** GIVEN TEXT **
** begin **

Only a few years ago,
banks would rarely cover
financing gaps greater
than 10% of a film's budget.
Today, financial institutions
-- attracted by burgeoning
markets, the higher interest
rates and hefty up-front
fees banks receive for
these deals -- are covering
50% or more.
"The
bank market has become
so interested in the entertainment
industry," says John
Miller, managing director
of Chase Manhattan Bank's
entertainment unit, "[that]
the competition in our
arena is as great as it
was in the 1980s (with
the video boom) when banks
couldn't finance enough
projects."
Banks
engage in gap (or bridge)
financing based on the
prospective value of unsold
foreign territories. Those
markets are then used
as collateral to cover
bank loans. Depending
on which territories are
unsold, banks may be willing
to cover larger and larger
gaps. For example, lucrative
markets such as Japan
or Germany can yield big
loans.
The
surge in this form of
financing can be attributed
to the growing interest
of the foreign market
in English-language product
to fill the multiplex
-- as well as the television
-- pipeline.

** end **

** DATASET **

** begin **

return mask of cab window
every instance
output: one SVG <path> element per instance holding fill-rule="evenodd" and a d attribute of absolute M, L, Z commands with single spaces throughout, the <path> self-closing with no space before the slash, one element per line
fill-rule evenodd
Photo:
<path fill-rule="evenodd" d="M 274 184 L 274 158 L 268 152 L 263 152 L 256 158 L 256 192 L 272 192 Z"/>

** end **
** begin **

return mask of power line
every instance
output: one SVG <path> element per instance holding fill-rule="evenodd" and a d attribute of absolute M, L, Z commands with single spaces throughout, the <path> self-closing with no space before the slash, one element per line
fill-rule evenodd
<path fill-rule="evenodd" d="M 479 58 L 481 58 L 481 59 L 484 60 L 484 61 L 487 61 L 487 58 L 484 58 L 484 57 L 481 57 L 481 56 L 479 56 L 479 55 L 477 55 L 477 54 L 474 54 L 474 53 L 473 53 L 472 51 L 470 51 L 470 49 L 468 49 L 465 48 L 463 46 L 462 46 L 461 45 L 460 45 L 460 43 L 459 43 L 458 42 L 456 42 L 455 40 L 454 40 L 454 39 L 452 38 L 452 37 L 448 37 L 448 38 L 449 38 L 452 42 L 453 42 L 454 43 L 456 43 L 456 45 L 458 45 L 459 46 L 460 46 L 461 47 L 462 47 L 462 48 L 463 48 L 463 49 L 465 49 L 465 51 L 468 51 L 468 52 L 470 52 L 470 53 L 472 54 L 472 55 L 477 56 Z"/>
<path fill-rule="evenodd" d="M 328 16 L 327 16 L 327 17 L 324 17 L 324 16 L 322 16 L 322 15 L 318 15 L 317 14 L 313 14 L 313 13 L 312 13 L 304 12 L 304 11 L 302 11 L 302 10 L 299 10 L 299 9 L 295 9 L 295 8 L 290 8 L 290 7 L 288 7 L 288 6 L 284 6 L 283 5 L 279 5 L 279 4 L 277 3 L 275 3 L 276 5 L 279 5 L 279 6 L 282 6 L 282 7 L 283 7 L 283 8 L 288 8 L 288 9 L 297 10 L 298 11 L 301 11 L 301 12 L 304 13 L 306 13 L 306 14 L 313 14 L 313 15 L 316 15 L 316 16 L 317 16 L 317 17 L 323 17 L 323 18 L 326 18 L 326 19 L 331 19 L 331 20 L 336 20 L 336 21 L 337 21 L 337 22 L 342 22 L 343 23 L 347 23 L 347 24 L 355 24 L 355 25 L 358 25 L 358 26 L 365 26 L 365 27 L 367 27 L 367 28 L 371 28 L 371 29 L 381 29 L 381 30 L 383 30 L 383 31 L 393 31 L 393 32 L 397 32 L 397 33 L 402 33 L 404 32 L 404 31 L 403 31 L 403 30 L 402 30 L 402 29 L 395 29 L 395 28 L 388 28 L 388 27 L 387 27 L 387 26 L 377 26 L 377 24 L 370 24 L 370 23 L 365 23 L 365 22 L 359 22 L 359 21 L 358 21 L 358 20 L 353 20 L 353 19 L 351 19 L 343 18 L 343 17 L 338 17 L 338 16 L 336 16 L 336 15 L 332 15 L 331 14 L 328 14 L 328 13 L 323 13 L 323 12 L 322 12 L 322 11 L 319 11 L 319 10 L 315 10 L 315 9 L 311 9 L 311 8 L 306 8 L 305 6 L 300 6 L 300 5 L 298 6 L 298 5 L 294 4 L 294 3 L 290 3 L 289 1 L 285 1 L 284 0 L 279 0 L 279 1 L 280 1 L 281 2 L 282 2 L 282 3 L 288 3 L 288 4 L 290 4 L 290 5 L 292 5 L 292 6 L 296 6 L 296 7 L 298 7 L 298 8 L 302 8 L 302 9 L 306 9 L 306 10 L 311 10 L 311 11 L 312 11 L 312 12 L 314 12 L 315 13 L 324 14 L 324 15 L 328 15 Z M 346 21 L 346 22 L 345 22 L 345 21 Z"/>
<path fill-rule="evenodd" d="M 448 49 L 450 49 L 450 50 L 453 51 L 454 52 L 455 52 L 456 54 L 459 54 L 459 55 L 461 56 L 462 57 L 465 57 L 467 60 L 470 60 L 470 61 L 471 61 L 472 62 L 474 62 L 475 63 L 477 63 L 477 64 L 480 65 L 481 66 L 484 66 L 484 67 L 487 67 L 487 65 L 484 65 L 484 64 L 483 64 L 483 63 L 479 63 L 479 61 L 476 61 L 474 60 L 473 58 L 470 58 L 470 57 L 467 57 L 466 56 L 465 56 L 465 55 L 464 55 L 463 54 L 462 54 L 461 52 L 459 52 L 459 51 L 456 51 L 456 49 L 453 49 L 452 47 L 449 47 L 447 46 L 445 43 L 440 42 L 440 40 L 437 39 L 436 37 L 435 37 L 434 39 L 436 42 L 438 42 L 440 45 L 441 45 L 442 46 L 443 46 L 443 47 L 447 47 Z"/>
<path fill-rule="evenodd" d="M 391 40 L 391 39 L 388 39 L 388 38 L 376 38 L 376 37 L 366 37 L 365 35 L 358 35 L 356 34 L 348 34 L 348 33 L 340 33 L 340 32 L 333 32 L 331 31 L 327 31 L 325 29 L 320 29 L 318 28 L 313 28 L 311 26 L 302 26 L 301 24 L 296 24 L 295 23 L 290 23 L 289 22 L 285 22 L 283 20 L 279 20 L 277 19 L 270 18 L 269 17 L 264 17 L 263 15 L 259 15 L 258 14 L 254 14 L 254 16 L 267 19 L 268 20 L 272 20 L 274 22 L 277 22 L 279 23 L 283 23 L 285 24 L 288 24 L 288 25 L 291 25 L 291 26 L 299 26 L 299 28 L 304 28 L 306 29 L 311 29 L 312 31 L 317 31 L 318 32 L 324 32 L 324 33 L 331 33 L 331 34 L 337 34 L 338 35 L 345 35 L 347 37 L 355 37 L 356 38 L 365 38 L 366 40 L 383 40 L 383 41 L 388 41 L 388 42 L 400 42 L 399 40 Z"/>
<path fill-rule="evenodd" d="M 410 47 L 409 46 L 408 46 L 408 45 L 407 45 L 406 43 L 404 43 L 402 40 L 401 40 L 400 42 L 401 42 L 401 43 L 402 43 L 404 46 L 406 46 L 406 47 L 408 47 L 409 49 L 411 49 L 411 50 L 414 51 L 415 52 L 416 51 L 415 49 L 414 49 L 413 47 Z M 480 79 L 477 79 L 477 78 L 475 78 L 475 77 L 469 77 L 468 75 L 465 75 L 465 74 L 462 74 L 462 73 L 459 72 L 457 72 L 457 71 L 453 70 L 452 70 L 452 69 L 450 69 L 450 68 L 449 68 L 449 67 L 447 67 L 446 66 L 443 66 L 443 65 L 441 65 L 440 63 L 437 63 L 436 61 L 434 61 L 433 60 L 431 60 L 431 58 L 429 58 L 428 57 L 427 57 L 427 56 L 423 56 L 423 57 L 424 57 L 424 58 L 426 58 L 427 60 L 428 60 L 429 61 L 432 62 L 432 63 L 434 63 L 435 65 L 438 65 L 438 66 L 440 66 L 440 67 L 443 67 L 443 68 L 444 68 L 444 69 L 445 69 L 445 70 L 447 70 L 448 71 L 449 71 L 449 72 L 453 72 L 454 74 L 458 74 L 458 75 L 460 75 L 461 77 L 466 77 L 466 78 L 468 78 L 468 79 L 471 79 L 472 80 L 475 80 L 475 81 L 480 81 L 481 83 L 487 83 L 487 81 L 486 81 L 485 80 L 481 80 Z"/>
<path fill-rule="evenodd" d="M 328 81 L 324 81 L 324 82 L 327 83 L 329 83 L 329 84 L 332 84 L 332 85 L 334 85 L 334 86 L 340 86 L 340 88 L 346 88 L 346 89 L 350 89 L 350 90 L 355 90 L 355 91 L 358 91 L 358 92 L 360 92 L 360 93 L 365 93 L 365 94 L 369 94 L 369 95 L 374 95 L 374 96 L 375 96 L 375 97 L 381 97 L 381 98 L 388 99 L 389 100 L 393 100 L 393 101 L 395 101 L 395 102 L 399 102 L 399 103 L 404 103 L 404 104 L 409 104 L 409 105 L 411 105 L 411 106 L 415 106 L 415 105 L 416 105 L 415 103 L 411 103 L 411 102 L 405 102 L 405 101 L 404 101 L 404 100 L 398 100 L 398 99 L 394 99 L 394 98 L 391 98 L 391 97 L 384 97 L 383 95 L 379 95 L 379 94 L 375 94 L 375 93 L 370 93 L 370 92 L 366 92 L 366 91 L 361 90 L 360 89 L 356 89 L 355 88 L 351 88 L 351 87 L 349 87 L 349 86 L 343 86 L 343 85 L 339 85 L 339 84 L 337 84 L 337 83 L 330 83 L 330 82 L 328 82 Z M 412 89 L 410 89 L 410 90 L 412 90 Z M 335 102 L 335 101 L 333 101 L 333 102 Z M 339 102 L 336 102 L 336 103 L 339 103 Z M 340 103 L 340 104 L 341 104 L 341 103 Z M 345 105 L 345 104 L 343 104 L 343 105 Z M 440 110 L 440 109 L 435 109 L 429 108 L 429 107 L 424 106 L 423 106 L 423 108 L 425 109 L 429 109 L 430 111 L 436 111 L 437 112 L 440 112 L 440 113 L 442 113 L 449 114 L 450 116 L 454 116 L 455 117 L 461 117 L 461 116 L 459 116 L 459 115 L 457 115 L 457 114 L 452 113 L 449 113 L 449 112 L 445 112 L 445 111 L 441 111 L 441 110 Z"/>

** end **

** INSTRUCTION A **
Please list the things that, according to the film financing text, attract financial institutions to these deals.
** INSTRUCTION B **
Reproduce the film financing text from "Only a few years" up to and including "50% or more.", replacing "financial institutions" with "lenders".

** PROBLEM SOLUTION A **
- burgeoning markets
- the higher interest rates banks receive for these deals
- the hefty up-front fees banks receive for these deals

** PROBLEM SOLUTION B **
Only a few years ago,
banks would rarely cover
financing gaps greater
than 10% of a film's budget.
Today, lenders
-- attracted by burgeoning
markets, the higher interest
rates and hefty up-front
fees banks receive for
these deals -- are covering
50% or more.